▶ WHAT IS REQUIRED:
Copy out all of the material, matching it word for word.
───── INFORMATION SUPPLIED
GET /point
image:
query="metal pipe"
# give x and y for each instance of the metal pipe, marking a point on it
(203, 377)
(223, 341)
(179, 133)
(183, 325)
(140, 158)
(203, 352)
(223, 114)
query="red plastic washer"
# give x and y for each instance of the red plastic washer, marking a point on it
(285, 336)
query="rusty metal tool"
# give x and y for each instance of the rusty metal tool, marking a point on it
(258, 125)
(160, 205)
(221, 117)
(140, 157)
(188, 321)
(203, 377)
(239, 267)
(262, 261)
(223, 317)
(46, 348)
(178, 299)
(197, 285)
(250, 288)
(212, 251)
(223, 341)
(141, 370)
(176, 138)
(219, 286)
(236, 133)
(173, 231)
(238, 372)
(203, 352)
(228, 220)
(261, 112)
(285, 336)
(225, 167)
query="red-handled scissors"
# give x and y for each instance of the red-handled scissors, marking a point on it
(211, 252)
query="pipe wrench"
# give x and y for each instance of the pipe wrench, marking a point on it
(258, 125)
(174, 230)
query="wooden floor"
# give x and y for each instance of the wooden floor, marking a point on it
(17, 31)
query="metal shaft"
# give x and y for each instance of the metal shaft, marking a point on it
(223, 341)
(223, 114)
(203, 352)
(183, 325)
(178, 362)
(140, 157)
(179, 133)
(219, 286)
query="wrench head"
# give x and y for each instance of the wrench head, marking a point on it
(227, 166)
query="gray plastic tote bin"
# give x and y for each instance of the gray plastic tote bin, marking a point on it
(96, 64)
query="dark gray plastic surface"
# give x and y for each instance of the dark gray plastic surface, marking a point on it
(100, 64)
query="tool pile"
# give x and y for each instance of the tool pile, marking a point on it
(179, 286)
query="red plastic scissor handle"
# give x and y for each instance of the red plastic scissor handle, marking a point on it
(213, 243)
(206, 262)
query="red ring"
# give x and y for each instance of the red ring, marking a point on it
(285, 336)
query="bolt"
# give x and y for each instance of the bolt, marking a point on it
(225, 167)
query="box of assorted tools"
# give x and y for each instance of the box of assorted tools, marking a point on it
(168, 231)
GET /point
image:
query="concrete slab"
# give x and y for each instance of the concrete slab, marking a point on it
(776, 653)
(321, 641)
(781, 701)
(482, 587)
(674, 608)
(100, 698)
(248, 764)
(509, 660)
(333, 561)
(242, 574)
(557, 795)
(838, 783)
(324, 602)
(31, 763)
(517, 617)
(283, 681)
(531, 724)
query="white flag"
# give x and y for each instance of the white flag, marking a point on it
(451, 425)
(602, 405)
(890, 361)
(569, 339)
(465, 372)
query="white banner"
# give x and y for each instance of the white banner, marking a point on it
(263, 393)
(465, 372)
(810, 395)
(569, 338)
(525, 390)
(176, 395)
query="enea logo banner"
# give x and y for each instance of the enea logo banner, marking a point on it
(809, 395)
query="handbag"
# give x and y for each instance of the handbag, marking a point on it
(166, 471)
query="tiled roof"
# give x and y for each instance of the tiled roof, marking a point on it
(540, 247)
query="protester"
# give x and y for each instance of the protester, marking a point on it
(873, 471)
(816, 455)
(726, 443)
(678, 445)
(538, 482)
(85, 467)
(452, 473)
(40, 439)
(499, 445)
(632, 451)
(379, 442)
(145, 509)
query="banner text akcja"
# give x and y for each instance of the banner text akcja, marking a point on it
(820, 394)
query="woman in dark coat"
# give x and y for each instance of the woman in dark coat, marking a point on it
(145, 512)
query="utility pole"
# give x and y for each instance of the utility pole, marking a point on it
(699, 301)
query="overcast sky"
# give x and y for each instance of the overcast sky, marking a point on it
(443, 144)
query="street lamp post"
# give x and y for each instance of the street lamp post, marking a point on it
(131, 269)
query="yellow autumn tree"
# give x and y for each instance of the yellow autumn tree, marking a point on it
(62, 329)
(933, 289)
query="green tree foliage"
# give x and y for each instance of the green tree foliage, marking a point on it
──────────
▶ RESPONSE:
GET /point
image:
query="metal pipe"
# give x and y for each instance of the metal pipe, marking a point on it
(203, 377)
(223, 341)
(179, 133)
(183, 325)
(140, 158)
(203, 352)
(223, 114)
query="red plastic washer"
# give x and y for each instance of the red plastic washer, marking a point on it
(285, 336)
query="rusty metal tool"
# give x and y for each instance of the rusty metal tool, marking a point on it
(258, 125)
(160, 205)
(221, 117)
(140, 157)
(188, 321)
(203, 377)
(239, 267)
(262, 261)
(223, 317)
(46, 348)
(178, 299)
(197, 285)
(250, 288)
(212, 251)
(223, 341)
(141, 370)
(176, 138)
(219, 286)
(236, 133)
(173, 231)
(238, 372)
(203, 352)
(228, 220)
(261, 112)
(285, 336)
(225, 167)
query="red-handled scissors"
# give x and y for each instance of the red-handled scissors, marking a point on it
(211, 252)
query="pipe wrench"
# give x and y for each instance of the pipe wrench, marking a point on it
(258, 125)
(174, 230)
query="wooden floor"
# give x and y for each instance of the wooden floor, marking a point on it
(17, 31)
query="metal shaft"
# give x and y for each instance of the metal shaft, marking a point on it
(223, 341)
(223, 114)
(203, 352)
(183, 325)
(178, 362)
(140, 157)
(179, 133)
(219, 286)
query="wrench head"
# give x and y for each instance of the wrench head, marking a point on it
(227, 166)
query="gray plastic tote bin"
# give x and y for each instance of the gray plastic tote bin, marking a point on it
(96, 64)
query="dark gray plastic surface"
# give x and y for each instance of the dark gray plastic surface, marking a point on it
(100, 64)
query="tool pile"
# give x and y for each instance of the tool pile, marking a point on it
(179, 286)
query="red plastic scissor handle"
# give x and y for each instance of the red plastic scissor handle, marking a point on it
(213, 243)
(206, 262)
query="red ring"
# give x and y for each instance of the red ring, marking a point on it
(285, 336)
query="bolt"
# give x and y for each instance of the bolt, marking a point on it
(225, 167)
query="box of assorted tools"
# give x and y for each instance of the box of assorted tools, marking a point on it
(168, 231)
GET /point
image:
query="concrete slab"
# give x and y for each instance of the concrete slab, marking a point on it
(776, 653)
(321, 641)
(781, 701)
(482, 587)
(674, 608)
(100, 698)
(248, 764)
(509, 660)
(333, 561)
(242, 574)
(557, 795)
(838, 783)
(324, 602)
(31, 763)
(517, 617)
(283, 681)
(531, 724)
query="white flag"
# give x and y for each instance of the white flag, marking a point on it
(451, 425)
(602, 405)
(890, 361)
(569, 339)
(465, 372)
query="white banner"
# give x and y for each instance of the white banner, marking a point on it
(263, 393)
(465, 372)
(810, 395)
(569, 338)
(525, 390)
(176, 395)
query="enea logo banner"
# give x and y for each instance of the enea logo banner, marking a point on it
(809, 395)
query="handbag"
# give x and y for each instance of the handbag, marking a point on it
(166, 471)
query="tiled roof"
# give x and y for each instance of the tiled roof, marking a point on it
(540, 247)
query="protester"
# give x and y for each instance of the protester, marking a point on it
(873, 471)
(816, 455)
(726, 443)
(678, 445)
(538, 482)
(85, 467)
(452, 473)
(40, 439)
(499, 445)
(632, 451)
(379, 442)
(145, 509)
query="banner text akcja"
# give x and y for each instance of the banner text akcja, marking a point on it
(820, 394)
query="woman in dark coat"
# give x and y for each instance of the woman in dark coat, marking a point on it
(145, 512)
query="utility pole"
# give x and y for each instance of the utility pole, marking a point on it
(699, 301)
query="overcast sky"
# give x and y for each instance of the overcast sky, marking a point on it
(443, 144)
query="street lamp post"
# give x and y for each instance of the street lamp post, marking a point on it
(131, 269)
query="yellow autumn tree"
# give x and y for each instance of the yellow autumn tree, marking a point on it
(62, 329)
(933, 289)
query="green tree foliage"
# give x and y for each instance of the green tree foliage, marking a point on it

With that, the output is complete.